=== Entries taken from a collection ===
-- BEGIN --

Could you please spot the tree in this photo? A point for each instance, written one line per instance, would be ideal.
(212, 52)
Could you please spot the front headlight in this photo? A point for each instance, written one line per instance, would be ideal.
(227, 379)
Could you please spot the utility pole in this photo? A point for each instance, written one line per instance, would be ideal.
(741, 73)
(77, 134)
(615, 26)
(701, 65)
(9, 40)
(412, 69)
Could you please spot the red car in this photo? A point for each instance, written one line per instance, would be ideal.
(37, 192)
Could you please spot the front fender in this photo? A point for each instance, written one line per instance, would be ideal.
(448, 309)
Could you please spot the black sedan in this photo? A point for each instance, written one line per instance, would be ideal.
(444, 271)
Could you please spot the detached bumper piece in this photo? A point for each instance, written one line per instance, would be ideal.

-- END --
-- BEGIN --

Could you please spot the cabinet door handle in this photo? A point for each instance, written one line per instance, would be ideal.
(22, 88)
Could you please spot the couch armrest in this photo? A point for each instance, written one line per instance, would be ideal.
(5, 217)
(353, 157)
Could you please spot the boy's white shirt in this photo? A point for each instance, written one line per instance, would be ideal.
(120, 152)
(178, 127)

-- END --
-- BEGIN --

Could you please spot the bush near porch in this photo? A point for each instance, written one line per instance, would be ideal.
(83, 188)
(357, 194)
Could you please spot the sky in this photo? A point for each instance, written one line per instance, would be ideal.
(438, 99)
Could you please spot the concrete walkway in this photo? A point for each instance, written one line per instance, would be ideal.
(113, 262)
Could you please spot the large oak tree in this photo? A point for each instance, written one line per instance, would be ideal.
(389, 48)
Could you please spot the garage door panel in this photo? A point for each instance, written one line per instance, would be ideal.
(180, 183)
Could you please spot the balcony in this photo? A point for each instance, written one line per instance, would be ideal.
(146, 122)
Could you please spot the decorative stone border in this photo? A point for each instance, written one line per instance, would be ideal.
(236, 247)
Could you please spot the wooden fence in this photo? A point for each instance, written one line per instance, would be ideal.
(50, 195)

-- END --

=== Do this ===
Convert the stretch of the listing from the line containing "Could you please spot the red" through the line containing "Could you please spot the detached" into a JSON list of strings, one string per line and with blank lines omitted.

=== Exercise answer ===
[
  "Could you please spot the red car in this photo? A point for each instance, written one line per instance, would be ideal.",
  "(37, 192)",
  "Could you please spot the front fender in this photo? A point for each instance, written one line per instance, would be ideal.",
  "(448, 309)",
  "Could you please spot the black sedan in this photo? A point for each instance, written one line per instance, would be ideal.",
  "(444, 271)",
  "Could you please spot the detached bumper piece in this photo? A point for each instance, written one line per instance, would be ideal."
]